INSTRUCTIONS FOR THE TASK
Report every line in the listing that contains the string "dryer".

================================

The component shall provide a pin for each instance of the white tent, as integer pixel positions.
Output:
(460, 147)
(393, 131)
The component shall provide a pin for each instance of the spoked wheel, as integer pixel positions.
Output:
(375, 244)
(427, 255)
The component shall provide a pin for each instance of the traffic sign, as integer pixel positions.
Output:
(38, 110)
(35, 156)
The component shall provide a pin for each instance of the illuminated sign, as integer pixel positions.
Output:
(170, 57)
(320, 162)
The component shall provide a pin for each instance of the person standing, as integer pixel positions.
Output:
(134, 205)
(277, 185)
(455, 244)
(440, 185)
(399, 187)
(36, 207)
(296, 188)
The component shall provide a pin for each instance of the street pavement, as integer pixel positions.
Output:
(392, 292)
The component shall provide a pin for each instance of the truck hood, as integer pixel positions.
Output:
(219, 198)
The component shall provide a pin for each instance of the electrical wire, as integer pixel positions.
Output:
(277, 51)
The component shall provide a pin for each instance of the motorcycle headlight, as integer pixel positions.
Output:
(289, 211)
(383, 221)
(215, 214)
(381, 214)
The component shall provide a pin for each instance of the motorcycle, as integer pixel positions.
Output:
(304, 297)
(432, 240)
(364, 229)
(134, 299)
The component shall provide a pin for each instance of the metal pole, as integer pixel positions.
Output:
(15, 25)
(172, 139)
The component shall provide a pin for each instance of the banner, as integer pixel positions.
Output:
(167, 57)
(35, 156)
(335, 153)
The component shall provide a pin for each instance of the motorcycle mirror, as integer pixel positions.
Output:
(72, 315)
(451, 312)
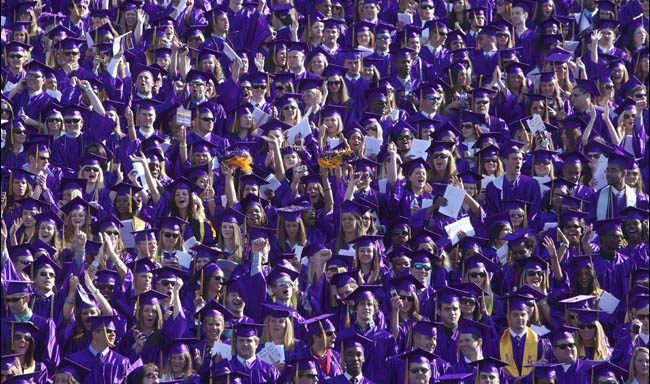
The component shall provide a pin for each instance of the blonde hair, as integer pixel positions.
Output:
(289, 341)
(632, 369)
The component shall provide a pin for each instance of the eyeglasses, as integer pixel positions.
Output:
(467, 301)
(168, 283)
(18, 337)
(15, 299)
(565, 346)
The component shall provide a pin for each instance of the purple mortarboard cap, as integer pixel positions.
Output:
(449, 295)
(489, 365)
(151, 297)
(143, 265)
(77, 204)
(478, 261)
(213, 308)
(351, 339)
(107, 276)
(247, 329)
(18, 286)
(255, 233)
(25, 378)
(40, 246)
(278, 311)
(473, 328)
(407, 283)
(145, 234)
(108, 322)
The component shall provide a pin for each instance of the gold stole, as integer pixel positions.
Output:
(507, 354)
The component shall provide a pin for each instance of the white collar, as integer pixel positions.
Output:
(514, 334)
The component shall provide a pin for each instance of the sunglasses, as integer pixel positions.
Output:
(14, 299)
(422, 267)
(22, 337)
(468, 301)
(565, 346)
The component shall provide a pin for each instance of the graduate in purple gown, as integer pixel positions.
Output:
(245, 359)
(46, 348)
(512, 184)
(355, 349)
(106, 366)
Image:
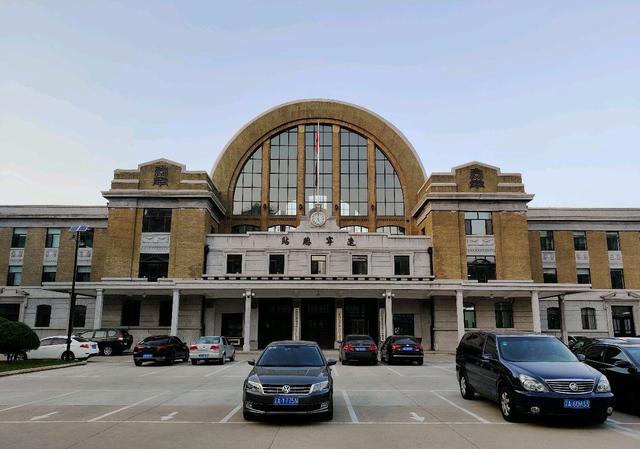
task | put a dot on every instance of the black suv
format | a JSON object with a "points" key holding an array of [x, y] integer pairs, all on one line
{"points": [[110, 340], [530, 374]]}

================================

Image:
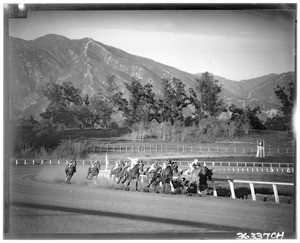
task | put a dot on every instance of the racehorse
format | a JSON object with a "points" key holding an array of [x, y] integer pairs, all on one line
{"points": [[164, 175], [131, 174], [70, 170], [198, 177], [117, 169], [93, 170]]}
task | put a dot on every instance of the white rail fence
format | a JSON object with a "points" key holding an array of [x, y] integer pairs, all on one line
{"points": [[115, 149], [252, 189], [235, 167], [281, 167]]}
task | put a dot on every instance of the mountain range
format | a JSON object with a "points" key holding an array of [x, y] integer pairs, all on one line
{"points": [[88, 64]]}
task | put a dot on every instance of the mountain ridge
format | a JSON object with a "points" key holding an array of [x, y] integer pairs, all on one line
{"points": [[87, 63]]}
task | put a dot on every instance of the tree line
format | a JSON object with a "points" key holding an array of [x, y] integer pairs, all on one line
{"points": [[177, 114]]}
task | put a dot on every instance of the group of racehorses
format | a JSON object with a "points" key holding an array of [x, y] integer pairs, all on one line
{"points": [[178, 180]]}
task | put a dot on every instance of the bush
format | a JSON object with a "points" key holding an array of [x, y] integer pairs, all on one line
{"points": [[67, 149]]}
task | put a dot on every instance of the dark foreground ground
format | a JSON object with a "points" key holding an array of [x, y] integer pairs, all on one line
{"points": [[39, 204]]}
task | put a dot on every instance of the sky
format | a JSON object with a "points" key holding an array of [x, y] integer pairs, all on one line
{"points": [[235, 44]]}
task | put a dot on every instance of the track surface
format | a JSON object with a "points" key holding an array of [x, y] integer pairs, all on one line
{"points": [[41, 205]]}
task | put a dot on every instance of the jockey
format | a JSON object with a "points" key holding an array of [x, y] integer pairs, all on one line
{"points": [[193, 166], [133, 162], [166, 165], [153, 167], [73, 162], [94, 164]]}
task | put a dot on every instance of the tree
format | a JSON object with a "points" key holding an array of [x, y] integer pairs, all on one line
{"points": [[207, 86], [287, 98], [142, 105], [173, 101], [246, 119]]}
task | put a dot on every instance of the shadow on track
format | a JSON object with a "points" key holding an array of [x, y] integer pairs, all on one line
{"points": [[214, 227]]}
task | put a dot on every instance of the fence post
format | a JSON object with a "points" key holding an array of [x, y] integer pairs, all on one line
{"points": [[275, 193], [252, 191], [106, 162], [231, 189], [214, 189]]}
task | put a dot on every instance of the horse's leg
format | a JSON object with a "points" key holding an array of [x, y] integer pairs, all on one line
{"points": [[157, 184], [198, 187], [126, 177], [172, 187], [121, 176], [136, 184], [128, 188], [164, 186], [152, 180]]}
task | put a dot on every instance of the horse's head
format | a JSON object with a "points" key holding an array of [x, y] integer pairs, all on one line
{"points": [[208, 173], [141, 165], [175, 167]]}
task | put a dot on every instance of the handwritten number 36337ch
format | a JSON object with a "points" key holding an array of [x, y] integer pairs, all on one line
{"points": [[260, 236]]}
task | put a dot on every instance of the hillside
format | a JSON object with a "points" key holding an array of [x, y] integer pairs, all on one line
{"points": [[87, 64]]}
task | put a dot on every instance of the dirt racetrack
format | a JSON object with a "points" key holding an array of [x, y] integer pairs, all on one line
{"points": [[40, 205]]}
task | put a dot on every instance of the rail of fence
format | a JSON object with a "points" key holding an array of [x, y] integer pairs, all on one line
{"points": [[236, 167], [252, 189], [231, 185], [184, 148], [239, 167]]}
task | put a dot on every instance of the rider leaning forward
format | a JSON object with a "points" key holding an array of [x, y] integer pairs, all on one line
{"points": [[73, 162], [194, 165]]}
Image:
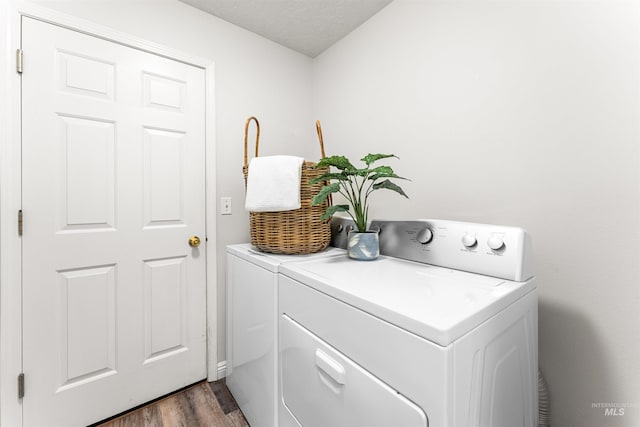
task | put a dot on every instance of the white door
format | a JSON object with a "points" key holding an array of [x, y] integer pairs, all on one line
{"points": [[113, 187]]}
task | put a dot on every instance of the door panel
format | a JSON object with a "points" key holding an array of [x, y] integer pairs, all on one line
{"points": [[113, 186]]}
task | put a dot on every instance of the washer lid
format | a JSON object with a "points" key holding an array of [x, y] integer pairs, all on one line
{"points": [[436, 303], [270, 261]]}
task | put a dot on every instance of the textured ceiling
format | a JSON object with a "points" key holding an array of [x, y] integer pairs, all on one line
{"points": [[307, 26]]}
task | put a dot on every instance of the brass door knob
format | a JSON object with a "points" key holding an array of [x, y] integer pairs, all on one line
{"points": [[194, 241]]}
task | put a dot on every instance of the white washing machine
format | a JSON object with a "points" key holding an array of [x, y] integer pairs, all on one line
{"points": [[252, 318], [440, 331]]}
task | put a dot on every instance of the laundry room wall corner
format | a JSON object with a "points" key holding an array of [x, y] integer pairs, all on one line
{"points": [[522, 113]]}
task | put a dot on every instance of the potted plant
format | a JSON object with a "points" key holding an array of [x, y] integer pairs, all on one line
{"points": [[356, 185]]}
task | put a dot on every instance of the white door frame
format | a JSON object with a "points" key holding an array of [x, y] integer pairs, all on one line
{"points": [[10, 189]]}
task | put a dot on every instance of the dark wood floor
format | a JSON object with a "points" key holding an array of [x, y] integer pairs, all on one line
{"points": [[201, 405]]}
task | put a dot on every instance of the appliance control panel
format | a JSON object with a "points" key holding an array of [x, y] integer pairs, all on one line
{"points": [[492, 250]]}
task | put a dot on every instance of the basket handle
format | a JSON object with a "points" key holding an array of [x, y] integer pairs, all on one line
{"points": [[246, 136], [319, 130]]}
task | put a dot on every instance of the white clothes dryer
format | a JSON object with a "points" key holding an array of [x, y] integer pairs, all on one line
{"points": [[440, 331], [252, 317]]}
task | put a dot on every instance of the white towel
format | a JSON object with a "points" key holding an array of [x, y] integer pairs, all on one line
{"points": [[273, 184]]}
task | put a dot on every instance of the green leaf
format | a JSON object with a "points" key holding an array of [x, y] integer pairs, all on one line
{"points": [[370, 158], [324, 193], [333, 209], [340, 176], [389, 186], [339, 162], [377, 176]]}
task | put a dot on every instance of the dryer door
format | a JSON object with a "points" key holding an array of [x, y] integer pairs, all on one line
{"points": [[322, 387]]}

================================

EXERCISE RESPONSE
task | put a dot on every instance of the white clothes dryer
task | put a dot on every instance of the dryer door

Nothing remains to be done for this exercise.